→ ВЫБРАННЫЙ ОТРЫВОК:
* * * * * * * * *

Принято считать, что Тарковскому не дали воплотить на экране произведения Федора Михайловича отечественные бюрократы от кино. Однако уже в эту пору у Андрея Арсеньевича возникают серьезные сомнения по поводу самой возможности с помощью кино адекватно «прочесть» произведения Достоевского, то есть так, чтобы в кинообразе нашел воплощение сам его дух. Не естественней ли «экранизировать» жизнь писателя?

Напомним, что у Тарковского с Достоевским были не столько отстраненные читательские отношения, сколько интимные, если хотите, продиктованные чувством духовного родства. В прозе Достоевского он узнавал себя, свою мировоззренческую проблематику, а то и просто факты своей жижи. В описываемый период непрекращающийся диалог с Федором Михайловичем был поддержан обострившимся у Тарковского интересом к, мистическому, к восточной философии. В дневниках вперемежку с Достоевским он то и дело цитирует китайских мудрецов. И едва ли не главным его открытием этого времени становится книга Германа Гессе «Игра в бисер», прочерчивающая путь героя к самопознанию и самоосуществлению как раз в восточном духе.

Заметим, что и Гессе серьезно увлекался Достоевским, написал о нем ряд заметок в годы Первой мировой войны. Размышляя о Достоевском, Гессе называет две силы, захватывающие его в творениях русского классика, два противоречивых начала. Голос первой силы «принимает смерть и отвергает надежду». Предпосылка его — «искреннее и откровенное признание, что наша жизнь, наша человечность – дело жалкое, сомнительное и, может быть, безнадежное». Но второй голос «указывает нам на иной, небесной стороне другое начало, противоположное смерти, другую действительность другую сущность: совесть человека. Пусть человеческая жизнь наполнена войнами и страданиями, подлостью и мерзостью, но ведь имеется еще и что-то иное: совесть, способность человека держать ответ перед Богом. Конечно, и совесть ведет через страдание и страх смерти к отчаянию и вине, но она выводит нас из невыносимой бессмысленности одиночества, приближает к пониманию смысла, сущности, вечности»[136].

* * * * * * * * *

→ ЗАПИСИ НАБОРА ДАННЫХ:
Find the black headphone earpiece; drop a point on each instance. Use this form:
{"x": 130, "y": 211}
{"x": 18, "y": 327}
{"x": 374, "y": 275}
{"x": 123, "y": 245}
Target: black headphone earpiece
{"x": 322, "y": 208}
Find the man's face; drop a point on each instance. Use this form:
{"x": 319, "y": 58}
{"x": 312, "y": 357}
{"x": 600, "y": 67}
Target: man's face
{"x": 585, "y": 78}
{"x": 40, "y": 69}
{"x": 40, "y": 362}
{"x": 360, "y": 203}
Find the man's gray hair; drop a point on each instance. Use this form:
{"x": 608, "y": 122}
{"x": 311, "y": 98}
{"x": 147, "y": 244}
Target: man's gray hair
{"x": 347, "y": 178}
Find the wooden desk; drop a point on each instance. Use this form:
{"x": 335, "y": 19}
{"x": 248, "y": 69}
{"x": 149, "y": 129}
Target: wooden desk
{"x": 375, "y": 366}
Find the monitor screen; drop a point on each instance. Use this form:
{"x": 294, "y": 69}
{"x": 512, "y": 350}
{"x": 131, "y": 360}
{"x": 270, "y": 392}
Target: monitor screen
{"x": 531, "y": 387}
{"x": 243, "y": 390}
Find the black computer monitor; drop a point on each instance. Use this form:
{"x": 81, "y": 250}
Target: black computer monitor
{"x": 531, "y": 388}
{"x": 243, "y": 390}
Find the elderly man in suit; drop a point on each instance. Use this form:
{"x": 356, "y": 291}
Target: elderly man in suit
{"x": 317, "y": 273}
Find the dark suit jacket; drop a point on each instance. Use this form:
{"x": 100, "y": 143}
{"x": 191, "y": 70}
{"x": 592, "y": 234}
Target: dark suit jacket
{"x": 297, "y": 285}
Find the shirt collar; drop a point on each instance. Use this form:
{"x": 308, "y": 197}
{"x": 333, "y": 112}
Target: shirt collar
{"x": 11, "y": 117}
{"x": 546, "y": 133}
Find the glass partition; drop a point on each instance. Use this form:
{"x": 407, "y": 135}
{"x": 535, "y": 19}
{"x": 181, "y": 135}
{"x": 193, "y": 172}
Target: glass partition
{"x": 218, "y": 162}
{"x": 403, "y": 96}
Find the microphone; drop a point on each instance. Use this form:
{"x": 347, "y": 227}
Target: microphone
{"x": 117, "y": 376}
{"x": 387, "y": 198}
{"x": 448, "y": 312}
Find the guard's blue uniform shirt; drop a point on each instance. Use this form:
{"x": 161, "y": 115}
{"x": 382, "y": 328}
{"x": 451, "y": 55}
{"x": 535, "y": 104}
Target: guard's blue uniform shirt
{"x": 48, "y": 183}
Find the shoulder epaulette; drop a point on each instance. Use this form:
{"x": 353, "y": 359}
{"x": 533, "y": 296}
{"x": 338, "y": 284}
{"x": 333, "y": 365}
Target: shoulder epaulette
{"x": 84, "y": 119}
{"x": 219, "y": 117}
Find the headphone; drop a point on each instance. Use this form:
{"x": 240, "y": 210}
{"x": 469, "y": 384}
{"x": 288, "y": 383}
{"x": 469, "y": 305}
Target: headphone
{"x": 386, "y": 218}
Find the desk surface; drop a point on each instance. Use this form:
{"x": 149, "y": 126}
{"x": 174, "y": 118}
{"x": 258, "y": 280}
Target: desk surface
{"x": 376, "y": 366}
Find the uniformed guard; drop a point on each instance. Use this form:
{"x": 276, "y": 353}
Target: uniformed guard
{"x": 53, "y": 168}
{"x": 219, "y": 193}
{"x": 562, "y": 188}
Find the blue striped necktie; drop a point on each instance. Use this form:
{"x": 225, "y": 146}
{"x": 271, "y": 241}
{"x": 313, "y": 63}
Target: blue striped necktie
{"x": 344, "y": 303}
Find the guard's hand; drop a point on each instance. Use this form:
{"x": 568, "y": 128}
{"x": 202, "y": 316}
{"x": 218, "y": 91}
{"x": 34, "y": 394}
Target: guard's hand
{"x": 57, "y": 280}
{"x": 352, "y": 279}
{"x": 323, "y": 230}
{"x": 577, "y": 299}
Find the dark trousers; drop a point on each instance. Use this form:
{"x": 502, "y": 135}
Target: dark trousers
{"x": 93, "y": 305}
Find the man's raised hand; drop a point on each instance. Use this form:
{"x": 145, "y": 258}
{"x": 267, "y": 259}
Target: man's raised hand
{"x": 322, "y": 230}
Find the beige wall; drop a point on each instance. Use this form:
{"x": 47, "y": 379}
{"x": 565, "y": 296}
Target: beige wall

* * * * * * * * *

→ ЧТО ТРЕБУЕТСЯ:
1. Перепишите отрывок о Тарковском и Достоевском от слов «Напомним, что у» до слов «в восточном духе.» включительно, заменив «китайских мудрецов» на «древних мудрецов».
2. Выпишите из записей каждую строку, где встречается слово «collar».
Отрывок и записи — самостоятельные материалы, никак не связанные друг с другом.

→ РЕШЕНИЯ:
1.
Напомним, что у Тарковского с Достоевским были не столько отстраненные читательские отношения, сколько интимные, если хотите, продиктованные чувством духовного родства. В прозе Достоевского он узнавал себя, свою мировоззренческую проблематику, а то и просто факты своей жижи. В описываемый период непрекращающийся диалог с Федором Михайловичем был поддержан обострившимся у Тарковского интересом к, мистическому, к восточной философии. В дневниках вперемежку с Достоевским он то и дело цитирует древних мудрецов. И едва ли не главным его открытием этого времени становится книга Германа Гессе «Игра в бисер», прочерчивающая путь героя к самопознанию и самоосуществлению как раз в восточном духе.

2.
Find the shirt collar; drop a point on each instance. Use this form:
Target: shirt collar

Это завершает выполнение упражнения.